*Page excerpt*.
*** Begin section ***

Acquisition of Sanofis CTRM Business
On May 30, 2014, we completed the acquisition of the Cell Therapy and Regenerative Medicine (CTRM) business of Sanofi, a French société anonyme (Sanofi), certain assets, including all of the outstanding equity interests of Genzyme Biosurgery ApS (Genzyme Denmark or the Danish subsidiary) (now known as Vericel Denmark ApS), a wholly-owned subsidiary of Sanofi and over 250 patents and patent applications of Sanofi and certain of its subsidiaries and assumed certain liabilities for purposes of acquiring a portion of the CTRM business, which researches, develops, manufactures, markets and sells Carticel, MACI and Epicel (the CTRM Transaction). In consideration for the acquisition of the CTRM business, we paid a total purchase price of approximately $6.5 million, as follows: (a) $4 million was paid in cash on the closing date of the CTRM Transaction, and (b) a $2.5 million promissory note which was paid on July 30, 2014.
Manufacturing
We acquired two cell-manufacturing facilities as part of the acquisition of the CTRM business in Cambridge, Massachusetts and Copenhagen, Denmark. The Cambridge facility, which is approved by the U.S. Food and Drug Administration (FDA), is used for U.S. manufacturing and distribution of Carticel, Epicel manufacturing and also manufactured MACI for the SUMMIT study conducted for approval in Europe. The Copenhagen manufacturing facility, which was approved by the Danish Medicines Agency (DKMA), was responsible for MACI manufacturing and distribution in Europe. As part of a June 2014 restructuring, we discontinued MACI manufacturing at the Copenhagen manufacturing facility. Going forward, we expect that any clinical and commercial production of MACI will occur at our Cambridge facility.
We also operate a centralized cell manufacturing facility in Ann Arbor, Michigan. The facility supports the current ixCELL-DCM clinical trial being conducted in the United States and Canada and we believe we have sufficient capacity, with minor modifications, to supply our early commercialization requirements.

*** End section ***

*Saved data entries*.
*** Begin section ***

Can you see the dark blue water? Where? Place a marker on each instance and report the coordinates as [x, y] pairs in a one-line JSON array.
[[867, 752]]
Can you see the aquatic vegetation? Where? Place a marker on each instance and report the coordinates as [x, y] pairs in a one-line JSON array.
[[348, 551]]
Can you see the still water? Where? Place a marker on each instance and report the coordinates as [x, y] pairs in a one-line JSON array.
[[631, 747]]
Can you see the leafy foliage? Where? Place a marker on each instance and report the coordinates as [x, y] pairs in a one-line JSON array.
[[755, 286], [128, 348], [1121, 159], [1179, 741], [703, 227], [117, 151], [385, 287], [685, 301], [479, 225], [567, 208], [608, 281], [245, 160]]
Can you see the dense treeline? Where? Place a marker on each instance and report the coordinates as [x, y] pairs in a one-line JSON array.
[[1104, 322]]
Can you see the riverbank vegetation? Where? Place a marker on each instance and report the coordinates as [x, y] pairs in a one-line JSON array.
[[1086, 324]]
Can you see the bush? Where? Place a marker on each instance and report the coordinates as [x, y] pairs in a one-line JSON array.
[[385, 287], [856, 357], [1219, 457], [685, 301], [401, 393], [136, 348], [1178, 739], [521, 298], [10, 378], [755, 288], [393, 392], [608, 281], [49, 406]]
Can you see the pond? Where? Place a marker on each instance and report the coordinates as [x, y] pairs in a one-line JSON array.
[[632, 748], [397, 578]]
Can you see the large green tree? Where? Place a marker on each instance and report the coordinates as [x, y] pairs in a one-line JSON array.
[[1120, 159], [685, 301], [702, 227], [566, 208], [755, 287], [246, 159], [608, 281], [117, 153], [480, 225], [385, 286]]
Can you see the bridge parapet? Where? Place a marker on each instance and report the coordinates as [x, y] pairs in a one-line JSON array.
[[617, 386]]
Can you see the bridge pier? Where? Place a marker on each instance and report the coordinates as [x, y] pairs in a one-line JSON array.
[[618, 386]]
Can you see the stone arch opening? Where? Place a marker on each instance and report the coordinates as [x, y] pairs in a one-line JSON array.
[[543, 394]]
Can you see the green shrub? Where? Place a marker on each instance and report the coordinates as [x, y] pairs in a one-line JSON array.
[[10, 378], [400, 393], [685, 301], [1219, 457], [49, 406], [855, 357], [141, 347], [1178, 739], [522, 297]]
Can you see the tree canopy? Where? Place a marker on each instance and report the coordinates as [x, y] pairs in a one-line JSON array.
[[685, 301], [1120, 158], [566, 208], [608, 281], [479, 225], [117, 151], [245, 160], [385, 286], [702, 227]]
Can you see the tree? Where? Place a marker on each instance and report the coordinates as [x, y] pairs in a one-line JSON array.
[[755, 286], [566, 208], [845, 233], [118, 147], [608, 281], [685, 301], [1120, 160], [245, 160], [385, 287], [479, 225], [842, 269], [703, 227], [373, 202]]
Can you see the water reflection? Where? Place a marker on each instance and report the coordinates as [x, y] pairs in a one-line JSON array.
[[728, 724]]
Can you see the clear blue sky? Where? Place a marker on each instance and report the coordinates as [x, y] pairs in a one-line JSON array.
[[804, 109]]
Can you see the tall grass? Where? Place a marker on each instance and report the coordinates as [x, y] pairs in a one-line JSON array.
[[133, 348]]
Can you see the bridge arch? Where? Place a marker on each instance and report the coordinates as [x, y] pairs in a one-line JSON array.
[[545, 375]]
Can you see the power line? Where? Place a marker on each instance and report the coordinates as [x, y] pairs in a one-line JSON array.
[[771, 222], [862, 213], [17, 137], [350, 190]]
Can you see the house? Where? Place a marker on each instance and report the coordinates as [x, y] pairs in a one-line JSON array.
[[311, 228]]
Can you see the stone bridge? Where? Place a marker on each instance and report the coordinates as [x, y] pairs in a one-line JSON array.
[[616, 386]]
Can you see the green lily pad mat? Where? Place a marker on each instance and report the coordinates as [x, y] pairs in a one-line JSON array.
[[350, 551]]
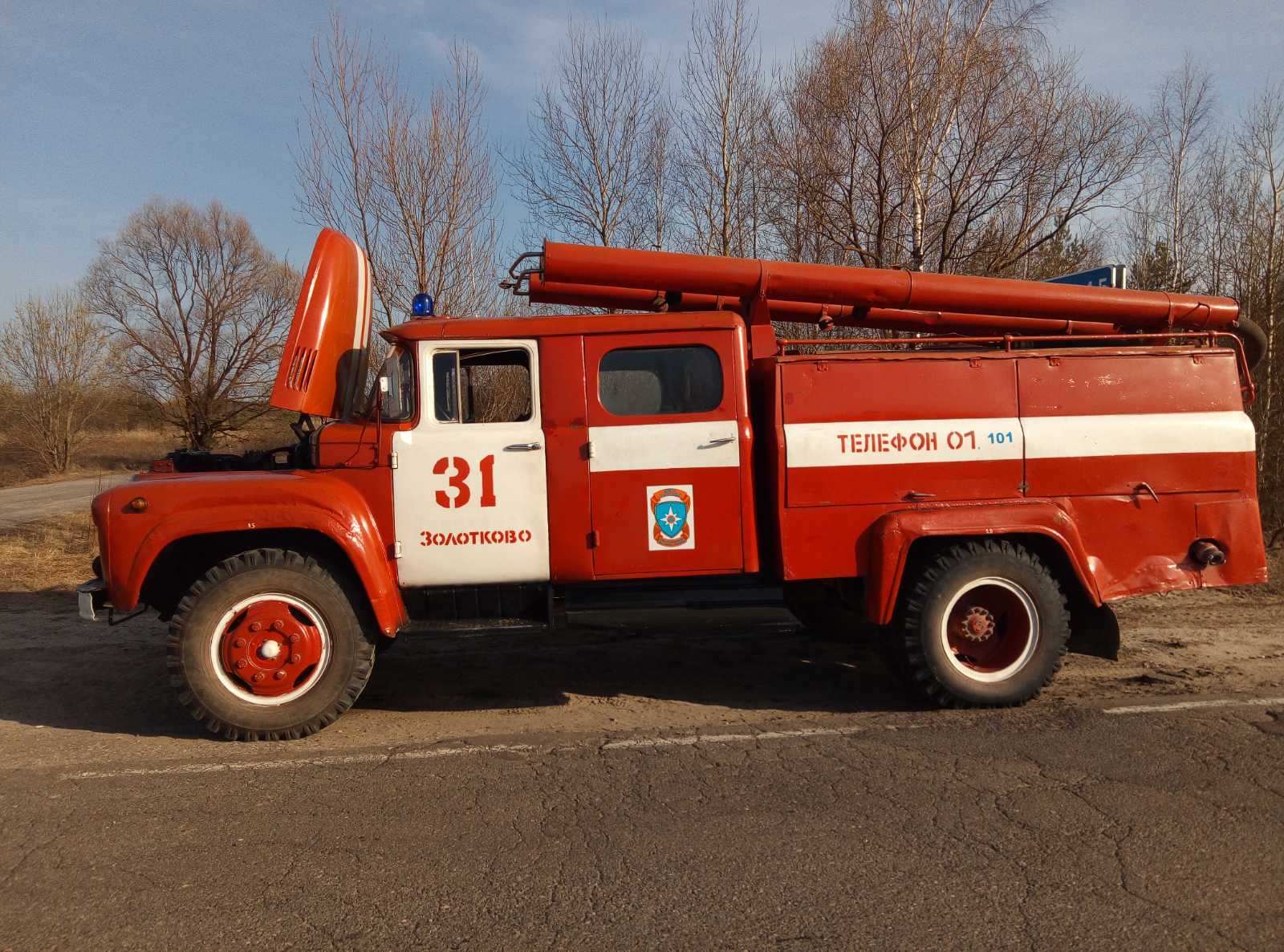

*** End section ***

*Work instruction 1*.
Answer these questions about the CTRM acquisition excerpt:
(a) What approximate total purchase price was paid for the CTRM business?
(b) Which agency approved the Copenhagen manufacturing facility?
(c) In what city and state is the centralized cell manufacturing facility located?
*Work instruction 2*. Please output the text of the CTRM acquisition excerpt between "We also operate" and "early commercialization requirements.", inclusive, copied word for word.

*Exercise result 1*.
(a) Approximately $6.5 million
(b) The Danish Medicines Agency (DKMA)
(c) Ann Arbor, Michigan

*Exercise result 2*.
We also operate a centralized cell manufacturing facility in Ann Arbor, Michigan. The facility supports the current ixCELL-DCM clinical trial being conducted in the United States and Canada and we believe we have sufficient capacity, with minor modifications, to supply our early commercialization requirements.